Render the whole listing below as a two-column CSV with the header label_prompt,boxes, giving one row for each text paired with its answer. Put each value in a single quoted field with line breaks turned into spaces, and leave out the pictures.

-- begin Exercise input --

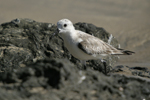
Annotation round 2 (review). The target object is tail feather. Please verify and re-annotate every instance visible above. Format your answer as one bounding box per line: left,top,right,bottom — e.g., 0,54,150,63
118,48,135,55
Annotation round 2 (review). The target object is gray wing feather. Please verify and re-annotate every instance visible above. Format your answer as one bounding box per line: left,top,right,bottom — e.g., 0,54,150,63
78,33,122,55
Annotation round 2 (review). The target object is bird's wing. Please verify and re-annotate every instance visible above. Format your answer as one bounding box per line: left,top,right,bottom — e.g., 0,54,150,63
78,30,122,55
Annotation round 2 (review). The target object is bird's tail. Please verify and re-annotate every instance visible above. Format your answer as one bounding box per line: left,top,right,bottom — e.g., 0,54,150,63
117,48,135,55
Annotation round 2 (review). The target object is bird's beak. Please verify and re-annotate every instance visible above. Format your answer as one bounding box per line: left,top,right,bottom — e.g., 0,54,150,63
50,28,60,39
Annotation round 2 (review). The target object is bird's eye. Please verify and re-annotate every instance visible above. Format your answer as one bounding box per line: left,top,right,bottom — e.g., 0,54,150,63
64,24,67,27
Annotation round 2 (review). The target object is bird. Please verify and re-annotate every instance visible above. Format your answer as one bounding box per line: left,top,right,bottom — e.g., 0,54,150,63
57,19,135,72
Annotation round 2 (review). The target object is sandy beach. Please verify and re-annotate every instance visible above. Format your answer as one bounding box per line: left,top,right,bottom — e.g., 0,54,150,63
0,0,150,67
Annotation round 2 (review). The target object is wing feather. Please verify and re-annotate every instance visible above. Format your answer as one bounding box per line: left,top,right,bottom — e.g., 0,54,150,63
78,30,123,55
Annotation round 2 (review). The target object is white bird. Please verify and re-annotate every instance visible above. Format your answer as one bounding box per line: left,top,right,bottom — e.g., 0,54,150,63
57,19,134,73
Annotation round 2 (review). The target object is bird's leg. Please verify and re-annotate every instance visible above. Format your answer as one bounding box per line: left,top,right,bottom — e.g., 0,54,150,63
80,60,86,70
101,59,107,75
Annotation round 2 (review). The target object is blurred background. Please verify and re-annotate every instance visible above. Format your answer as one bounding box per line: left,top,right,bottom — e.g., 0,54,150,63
0,0,150,68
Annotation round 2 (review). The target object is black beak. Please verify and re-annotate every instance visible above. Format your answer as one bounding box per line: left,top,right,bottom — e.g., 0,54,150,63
50,28,59,39
57,28,60,33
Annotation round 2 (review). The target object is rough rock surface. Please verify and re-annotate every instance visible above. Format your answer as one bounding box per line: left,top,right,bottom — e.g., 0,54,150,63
0,19,150,100
0,19,118,72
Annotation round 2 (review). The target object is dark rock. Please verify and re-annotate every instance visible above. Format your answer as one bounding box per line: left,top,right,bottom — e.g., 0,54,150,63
0,19,150,100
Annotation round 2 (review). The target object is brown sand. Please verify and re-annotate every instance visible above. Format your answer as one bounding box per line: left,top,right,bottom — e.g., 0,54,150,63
0,0,150,67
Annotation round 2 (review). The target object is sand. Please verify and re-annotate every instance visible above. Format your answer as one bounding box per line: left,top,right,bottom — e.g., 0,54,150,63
0,0,150,67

-- end Exercise input --

Complete output.
label_prompt,boxes
"Annotation round 2 (review). The target object is tail feather. Please verify and re-annotate every instance visible above. Format your answer as one bounding box per line: left,top,right,bottom — e.g., 0,54,150,63","118,48,135,55"
"Annotation round 2 (review). The target object is gray wing feather. Please verify and re-annotate every instance visible above. Format your answer as one bounding box per line: left,top,right,bottom — e.g., 0,54,150,63","78,33,122,55"
"Annotation round 2 (review). The target object is bird's wing. Please verify and re-annotate every instance visible above. Format your answer as one bounding box per line: left,top,right,bottom — e.g., 0,54,150,63","78,30,122,55"
"Annotation round 2 (review). The target object is bird's tail. Please verify and re-annotate every instance visible above. Format your answer as one bounding box per line: left,top,right,bottom — e.g., 0,54,150,63","117,48,135,55"
"Annotation round 2 (review). The target object is bird's beak. Please verify and re-annotate every instance visible above. Format your answer as one bounding box per line: left,top,right,bottom — e.g., 0,54,150,63","50,28,60,39"
"Annotation round 2 (review). The target object is bird's eye. Please verify and re-annotate every instance visible above. Format your answer as one bounding box per line: left,top,right,bottom — e.g., 0,54,150,63","64,24,67,27"
"Annotation round 2 (review). The target object is bird. Please verify and re-annotate every instance visible above. Format your answer as one bounding box per line: left,top,right,bottom — e.g., 0,54,150,63","57,19,135,72"
"Annotation round 2 (review). The target object is sandy beach. Please verify and re-annotate every instance visible above. Format your answer as one bounding box per line: left,top,right,bottom — e.g., 0,54,150,63","0,0,150,67"
"Annotation round 2 (review). The target object is wing feather. Please verify and re-annotate every instance visible above. Format your answer as one bounding box per line: left,top,right,bottom — e.g., 0,54,150,63","78,30,123,55"
"Annotation round 2 (review). The target object is white bird. Please verify and re-annotate every instance visible above. Format your answer as one bounding box per line: left,top,right,bottom — e.g., 0,54,150,63","57,19,134,73"
"Annotation round 2 (review). The target object is bird's leg. Please verify and re-annotate every instance visible above. Format your answer as one bounding box per line: left,top,right,bottom — e.g., 0,54,150,63","80,60,86,70 101,59,107,75"
"Annotation round 2 (review). The target object is blurred background. Please verify and re-annotate every instance visible above. Format your answer as one bounding box per line: left,top,right,bottom — e.g., 0,54,150,63","0,0,150,68"
"Annotation round 2 (review). The target object is black beak. Please verify and re-annotate every instance visible above. Format your answer as one bounding box per line: left,top,right,bottom — e.g., 0,54,150,63","50,28,59,39 57,28,60,33"
"Annotation round 2 (review). The target object is rough rock surface. Please verify and re-annotate every instance visible above. Format your answer as one bounding box per line: left,top,right,bottom — e.g., 0,54,150,63","0,19,150,100 0,19,118,72"
"Annotation round 2 (review). The target object is dark rock. Please verify and re-annotate every instance visible above. Format your answer as one bounding box per line: left,top,right,bottom — e.g., 0,54,150,63","0,19,150,100"
"Annotation round 2 (review). The target object is brown sand. Please verify and re-annotate every instance visible above. Format your answer as one bounding box per line: left,top,right,bottom — e.g., 0,54,150,63","0,0,150,67"
"Annotation round 2 (review). The target object is sand. Please verify and re-annotate every instance visible above. Format your answer as one bounding box per line: left,top,right,bottom — e.g., 0,54,150,63","0,0,150,67"